▶ Material provided:
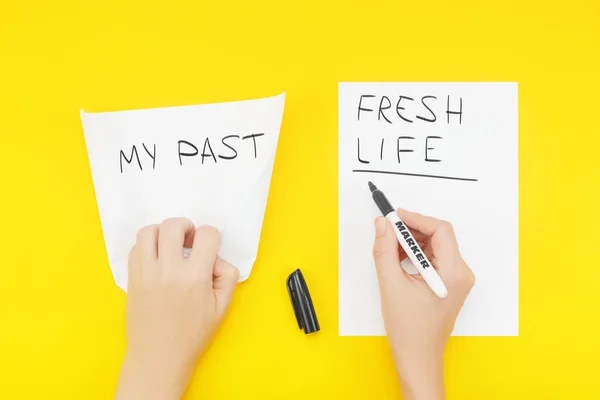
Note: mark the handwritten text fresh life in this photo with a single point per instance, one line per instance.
(406, 110)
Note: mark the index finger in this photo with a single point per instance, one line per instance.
(172, 235)
(425, 224)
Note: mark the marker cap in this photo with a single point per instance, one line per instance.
(302, 303)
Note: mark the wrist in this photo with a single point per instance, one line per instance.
(146, 380)
(421, 375)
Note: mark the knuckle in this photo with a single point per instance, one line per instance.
(377, 252)
(446, 226)
(171, 223)
(144, 232)
(209, 232)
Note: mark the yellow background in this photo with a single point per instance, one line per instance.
(61, 315)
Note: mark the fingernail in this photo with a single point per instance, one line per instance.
(380, 226)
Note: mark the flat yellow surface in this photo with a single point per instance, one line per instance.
(61, 315)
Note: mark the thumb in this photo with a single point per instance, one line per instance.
(225, 277)
(385, 252)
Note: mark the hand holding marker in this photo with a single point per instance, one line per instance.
(409, 244)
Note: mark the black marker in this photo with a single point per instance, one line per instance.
(409, 244)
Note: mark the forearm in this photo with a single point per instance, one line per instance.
(421, 376)
(149, 382)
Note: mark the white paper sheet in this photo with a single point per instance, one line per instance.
(474, 186)
(210, 163)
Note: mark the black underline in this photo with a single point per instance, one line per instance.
(419, 175)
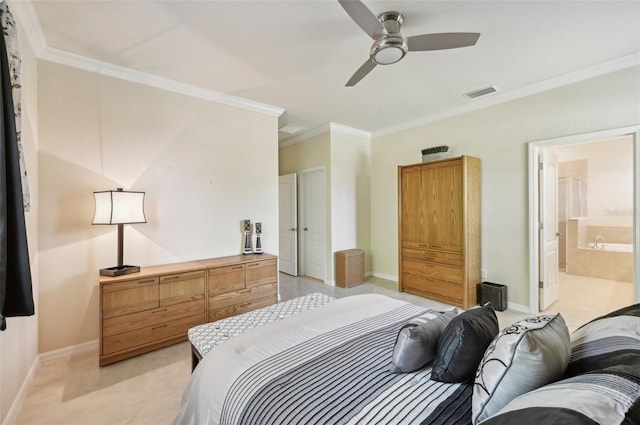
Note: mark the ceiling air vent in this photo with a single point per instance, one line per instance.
(481, 92)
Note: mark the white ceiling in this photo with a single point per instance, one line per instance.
(298, 55)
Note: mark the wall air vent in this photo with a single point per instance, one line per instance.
(481, 92)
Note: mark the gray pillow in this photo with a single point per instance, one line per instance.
(463, 343)
(416, 342)
(608, 396)
(524, 356)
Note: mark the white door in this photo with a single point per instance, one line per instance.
(548, 234)
(314, 223)
(288, 207)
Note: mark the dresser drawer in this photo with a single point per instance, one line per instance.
(143, 319)
(235, 309)
(149, 334)
(449, 292)
(181, 287)
(443, 257)
(432, 270)
(130, 296)
(261, 272)
(242, 296)
(226, 279)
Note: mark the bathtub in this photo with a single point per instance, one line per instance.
(611, 261)
(615, 247)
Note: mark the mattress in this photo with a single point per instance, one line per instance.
(204, 337)
(326, 365)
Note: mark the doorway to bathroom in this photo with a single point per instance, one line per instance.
(593, 265)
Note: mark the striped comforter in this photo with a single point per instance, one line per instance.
(329, 365)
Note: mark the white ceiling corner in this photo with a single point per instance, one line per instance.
(263, 54)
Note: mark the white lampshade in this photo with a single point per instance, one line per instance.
(119, 207)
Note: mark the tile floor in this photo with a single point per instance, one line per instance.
(583, 298)
(147, 389)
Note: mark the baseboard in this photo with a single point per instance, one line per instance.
(12, 415)
(517, 307)
(68, 351)
(385, 276)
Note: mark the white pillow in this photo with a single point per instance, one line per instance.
(524, 356)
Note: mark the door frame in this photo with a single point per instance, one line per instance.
(293, 227)
(534, 202)
(302, 236)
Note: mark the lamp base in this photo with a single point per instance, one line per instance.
(119, 270)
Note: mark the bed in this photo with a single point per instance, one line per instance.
(324, 361)
(328, 365)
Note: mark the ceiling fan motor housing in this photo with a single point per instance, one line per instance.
(392, 46)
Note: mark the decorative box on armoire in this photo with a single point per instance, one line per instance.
(439, 229)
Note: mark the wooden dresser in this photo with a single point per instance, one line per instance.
(154, 308)
(236, 285)
(439, 230)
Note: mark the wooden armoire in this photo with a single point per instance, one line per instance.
(439, 230)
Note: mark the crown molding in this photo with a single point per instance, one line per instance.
(25, 15)
(324, 128)
(502, 97)
(87, 64)
(28, 20)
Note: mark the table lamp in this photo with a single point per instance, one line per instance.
(119, 207)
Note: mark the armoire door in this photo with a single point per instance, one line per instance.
(445, 206)
(413, 206)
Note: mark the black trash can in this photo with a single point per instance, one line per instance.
(494, 293)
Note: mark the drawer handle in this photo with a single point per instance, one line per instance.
(146, 281)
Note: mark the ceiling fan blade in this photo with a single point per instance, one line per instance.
(361, 73)
(363, 17)
(441, 41)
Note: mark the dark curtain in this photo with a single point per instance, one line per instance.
(16, 295)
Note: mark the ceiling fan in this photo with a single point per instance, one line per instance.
(389, 46)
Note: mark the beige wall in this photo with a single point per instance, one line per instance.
(204, 168)
(19, 343)
(499, 136)
(608, 179)
(346, 160)
(350, 189)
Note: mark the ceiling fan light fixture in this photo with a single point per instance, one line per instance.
(388, 50)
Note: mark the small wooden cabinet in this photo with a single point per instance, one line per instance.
(439, 229)
(155, 307)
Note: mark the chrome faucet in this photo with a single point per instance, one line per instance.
(598, 238)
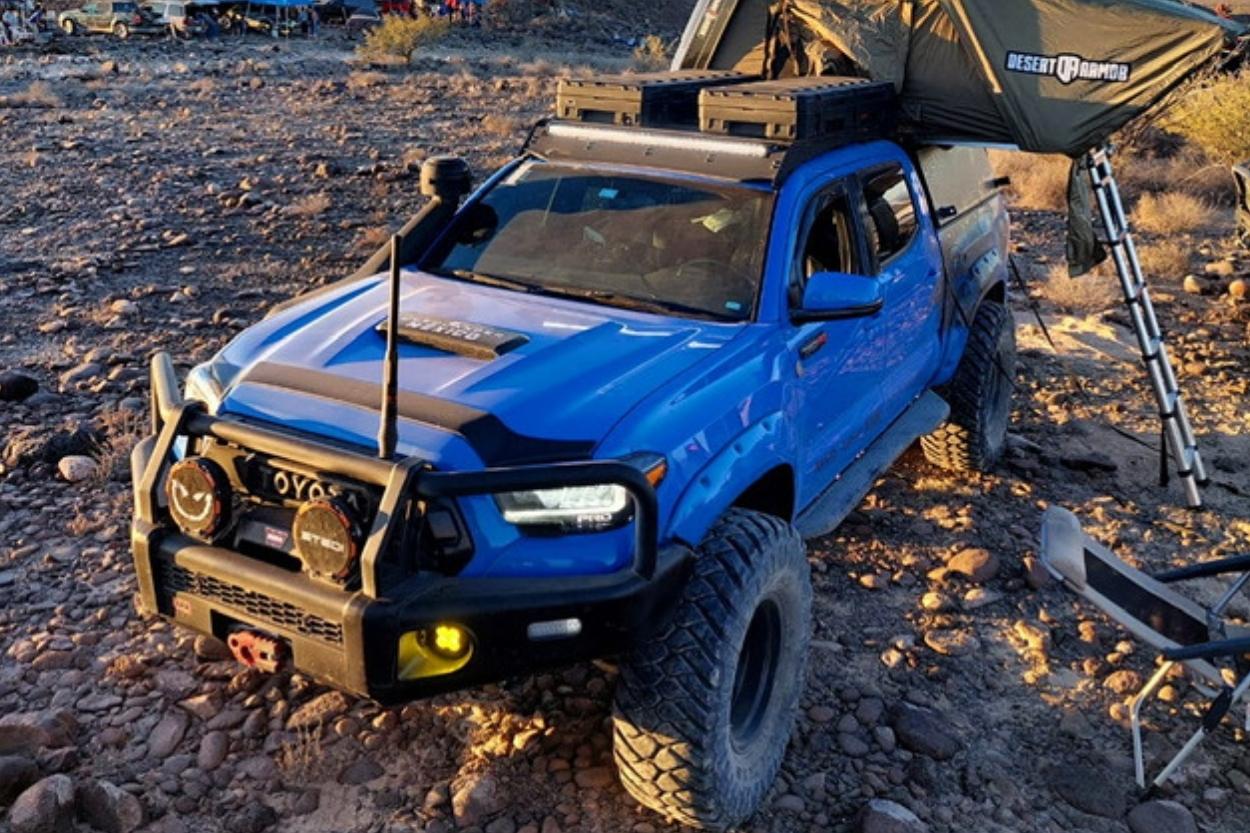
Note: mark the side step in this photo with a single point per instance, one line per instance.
(826, 512)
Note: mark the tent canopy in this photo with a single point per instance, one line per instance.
(1044, 75)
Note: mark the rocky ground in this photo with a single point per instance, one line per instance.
(160, 196)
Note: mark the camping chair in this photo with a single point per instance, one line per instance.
(1181, 631)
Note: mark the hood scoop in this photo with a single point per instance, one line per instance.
(461, 338)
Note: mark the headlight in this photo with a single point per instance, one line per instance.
(201, 385)
(599, 507)
(580, 508)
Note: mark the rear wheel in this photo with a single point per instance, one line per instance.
(705, 707)
(979, 395)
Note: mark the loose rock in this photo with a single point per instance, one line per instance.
(880, 816)
(924, 732)
(46, 807)
(1161, 817)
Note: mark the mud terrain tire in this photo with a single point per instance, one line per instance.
(705, 707)
(980, 397)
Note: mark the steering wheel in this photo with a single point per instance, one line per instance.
(745, 284)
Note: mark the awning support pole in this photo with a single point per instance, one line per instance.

▶ Problem to work on:
Copy every line of the items above word for word, leaving the pictures out of your answer.

▶ Output for this exercise:
Note: mark the handwritten text fresh life in this photo with a single point per instance, one line per instance.
(406, 110)
Note: mark the index finger in this photo with a single point per instance, one line per instance.
(172, 235)
(425, 224)
Note: mark the marker cap in this photo with a single point per instance, one line per instance.
(302, 303)
Note: mark the wrist in this photo with a single point per instance, one line per instance.
(146, 380)
(421, 375)
Note: mark the knuckle in this photo with a single point per instance, one line per instance.
(377, 252)
(446, 226)
(171, 223)
(144, 232)
(209, 232)
Note: mark the yellow background in this photo with a single point per instance, one line per instance.
(61, 315)
Note: mark the fingernail in this photo with a single point per instance, one line per instance.
(380, 226)
Note: mark the flat yellow surface in this photo with a single point per instance, one line per instance.
(61, 315)
Note: mark the thumb in this photo with a single point per instance, one line per instance.
(225, 277)
(385, 252)
Note: mark the hand holding marker in this photo with a single point per instance, one line per instance.
(409, 244)
Note: mark the black marker in this photo with a single point per instance, one line per instance.
(409, 244)
Note: mark the forearm in this photo with a single point per instance, one line per instance.
(421, 376)
(149, 382)
Note: mark the white paper sheet in this photo with a single point per instance, one line per instance.
(474, 186)
(210, 163)
Note: mark the black underline in this photo with a single point per instance, one line per instance.
(419, 175)
Note: mark the ceiling air vent in this photo with a single point per instance, one line per instance.
(481, 92)
Note: mark the white ceiling in this photo with a single point per instance, one line per instance.
(298, 55)
Note: mark the wall air vent in this photo with a single point per instance, one line per instance.
(481, 92)
Note: mark the gray pillow in this photo with a single point per instance, one line per instance.
(463, 343)
(416, 342)
(608, 396)
(524, 356)
Note: mark the white door in this photo with a single point per instance, one line per instance.
(548, 234)
(314, 223)
(288, 207)
Note: mark the dresser drawer in this photo with a single point per instance, one line per instance.
(143, 319)
(235, 309)
(149, 334)
(449, 292)
(181, 287)
(443, 257)
(432, 270)
(130, 296)
(261, 272)
(242, 296)
(226, 279)
Note: mark the bathtub in this photo with a single point per instance, one line per instance.
(611, 261)
(615, 247)
Note: mark the mattress in this photo with a single point per instance, one line per instance.
(204, 337)
(326, 365)
Note: mark the doorway to bathroom in this photo with a single point per instance, one line per instance.
(593, 265)
Note: mark the striped comforter in this photo with a single point per instance, one line per instance.
(329, 365)
Note: mark the white ceiling corner in this photo with a single point per instance, one line per instance.
(263, 54)
Note: mark the white lampshade in this photo with a single point per instance, one line per instance.
(119, 207)
Note: mark the tile floor in this photo with a single point per instance, one line per instance.
(583, 298)
(147, 389)
Note: mark the baseboard in this photo with a single point per instance, one line per instance.
(12, 415)
(517, 307)
(68, 351)
(385, 276)
Note: mark the white pillow in this photo with a single point per instance, one line per instance.
(524, 356)
Note: mark the door frame in this photo with a single point per instance, one line per instance.
(293, 227)
(534, 202)
(302, 236)
Note: mark the lamp base in this photo with a single point per instance, one line per instance.
(119, 270)
Note: mark the bed in this photo with a single point per instance, one line per instance.
(324, 361)
(328, 365)
Note: mark the ceiling fan motor housing in this photo with a single point per instance, one line per instance.
(392, 46)
Note: mark the decorative box on armoire in this photo with a single point per instance, one line per instance.
(439, 229)
Note: mark the wooden dresser in this photo with a single point per instance, one line per instance.
(154, 308)
(236, 285)
(439, 230)
Note: mark the wooden armoire in this photo with a single point per instance, one line per instance.
(439, 230)
Note: mark the crown molding in this photo with a single point per instance, one line per instance.
(25, 15)
(324, 128)
(502, 97)
(87, 64)
(28, 20)
Note: mark the table lamp in this photo with a single point per instance, one line per instance.
(119, 207)
Note: mark the armoire door in this photo with a single point per instance, one line per instance.
(445, 206)
(413, 206)
Note: mark the black trash can in this photo with a single point per instance, one line per instance.
(494, 293)
Note: mark the drawer handle in this photo with a single point per instance, one line per instance.
(146, 281)
Note: mark the ceiling fan blade in this photo with a single point per instance, one line per instance.
(361, 73)
(363, 17)
(441, 41)
Note: mark the dark curtain in this photo with a single point per instance, one line per instance.
(16, 295)
Note: mark the ceiling fan in this photo with a single point per instance, one line per instance.
(389, 46)
Note: mark the beige wall in this photo with a single point per instance, one line per instance.
(204, 168)
(19, 343)
(499, 136)
(608, 179)
(346, 160)
(350, 189)
Note: mark the ceiling fan light fixture in this photo with a single point per instance, one line per instance.
(388, 50)
Note: mark the small wooden cabinet in this photo with a single point per instance, one line per instance.
(439, 229)
(155, 307)
Note: mark the chrome faucet in this photo with a single point per instance, one line per instance.
(598, 238)
Note: mark the side step in this photo with a single point per instance, one line per instance.
(826, 512)
Note: mark the tent canopy in this photo with a single point per instance, one line per instance.
(1044, 75)
Note: mark the rocky ground in this photo with a single point per instance, one line per instance.
(160, 196)
Note: mark the camping chair in this photo with a single point per instance, one line per instance.
(1181, 631)
Note: mark the hood scoop in this photo with a single point per instance, one line per instance.
(461, 338)
Note: mark the headlight in this photo with a single point per instance, one line per instance.
(201, 385)
(599, 507)
(580, 508)
Note: mark the rear wheel in this photo with a single point per instance, one line per instance.
(705, 707)
(979, 395)
Note: mark the loose rock in this photo with a single point per instance, one line per instance.
(880, 816)
(924, 732)
(46, 807)
(1161, 817)
Note: mark the mud terrain tire in this photo with a single point per instance, one line per instance.
(705, 707)
(980, 397)
Note: mark the steering wheel in this photo with a single point per instance, one line per instance.
(745, 284)
Note: mark the awning support pole in this photo with a single point per instance, one line per instance.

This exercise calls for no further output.